Segment Start: Reading passage

261523 Relationship between sexual minority discrimination and utilization of health services: Results from CRAS 2004

Sunday, October 28, 2012

Laura Hoyt D'Anna, DrPH , Center for Health Care Innovation, California State University, Long Beach, Long Beach, CA
Hannah Nguyen, PhD , Shidler College of Business, University of Hawai'i, Honolulu 96822, HI
Grace L. Reynolds, DPA , Center for Behavioral Research and Services, California State University, Long Beach, Long Beach, CA
Cristy Chen, MPH , Center for Health Care Innovation, California Statue University, Long Beach, Long Beach, CA
C. Kevin Malotte, DrPH , Center for Health Care Innovation, California State University, Long Beach, Long Beach, CA
Dennis G. Fisher, PhD , Center for Behavioral Research and Services, California State University, Long Beach, Long Beach, CA
Mike Janson, MPH , Office of AIDS Programs and Policy, County of Los Angeles, Department of Public Health, Los Angeles, CA
We examined the prevalence of and associations between sexual orientation-based verbal harassment and reported utilization of health services across levels of sexual orientation in a diverse sample of adult recipients (n = 1,995)of Los Angeles County-funded HIV-related health and social services. Thirty-two percent of Countywide Risk Assessment Survey (CRAS) participants experienced verbal harassment, the majority (80.3%) of who identified as lesbian, gay, or bisexual. Those who reported being verbally harassed received significantly more services overall than those who were not verbally harassed, and service utilization varied by sexual orientation. Specifically, among heterosexuals, those who experienced verbal harassment because of their sexual orientation used more overall health services from the OAPP-funded interviewing agency than heterosexuals who did not experience verbal harassment (t=-4.36, p<.001). The same was true for heterosexuals using OAPP-funded social support (t=-5.36, p<.001), social services (t=-4.26, p<.001) and medical treatment (t=-2.33, p<.05). Among gay men, those experiencing verbal harassment used social support (t=-2.22, p<.05) and social services (t=-1.93, p<.05) more often, whereas participants who identified as bisexual and had experienced verbal harassment used social support more often (t=-2.33, p<.05). Heterosexuals, gays and bisexuals who experienced verbal harassment used services available through other L.A. County agencies more often than individuals who did not experience the same type of discrimination. Among lesbians who experienced verbal harassment, no significant associations with service utilization within the OAPP-funded interviewing agency, or other L.A. County agencies, were found. However, a greater number of all OAPP-funded interviewing agency services, sexual health treatment, social support and medical services, and a greater number of all services and sexual health treatment within other L.A. County agencies were utilized by lesbians who experienced sexual identity-related verbal harassment compared to those who did not. These findings inform future efforts to identify and assess social discrimination in health and social service settings.

Learning Areas:
Diversity and culture
Provision of health care to the public

Learning Objectives:
1. Differentiate relationships between verbal harassment and health service utilization by sexual identity and service type. 2. Define challenges associated with measuring discrimination. 3. Identify areas of focus for future health equity research among sexual minority populations.

Keywords: Health Disparities, HIV/AIDS

Presenting author's disclosure statement:

Qualified on the content I am responsible for because: I obtained my doctorate from UCLA’s School of Public Health in 2006, and I have published two papers on reports of discrimination in health care settings. My research skills include study conceptualization, evaluation design, development of measurement tools, analyses of quantitative data, and preparation of findings in report, grant proposal and presentation formats. My research interests include racial and ethnic health disparities and specifically, how experiences of discrimination affect health and health disparities.
Any relevant financial relationships? No

I agree to comply with the American Public Health Association Conflict of Interest and Commercial Support Guidelines, and to disclose to the participants any off-label or experimental uses of a commercial product or service discussed in my presentation.

Segment End: Reading passage
Segment Start: Supplied data

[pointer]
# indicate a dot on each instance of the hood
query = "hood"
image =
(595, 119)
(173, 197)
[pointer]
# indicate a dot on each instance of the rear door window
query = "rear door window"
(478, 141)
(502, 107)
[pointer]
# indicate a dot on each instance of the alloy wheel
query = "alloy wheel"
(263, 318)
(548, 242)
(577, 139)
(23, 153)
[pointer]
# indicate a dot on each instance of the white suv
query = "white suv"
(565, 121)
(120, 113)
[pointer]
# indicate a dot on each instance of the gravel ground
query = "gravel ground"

Segment End: Supplied data

**What you are asked to do:** According to the abstract on sexual minority discrimination and health service use, what percentage of Countywide Risk Assessment Survey participants experienced verbal harassment? The records are separate material, unrelated to the abstract.

**Response to this exercise:** Thirty-two percent.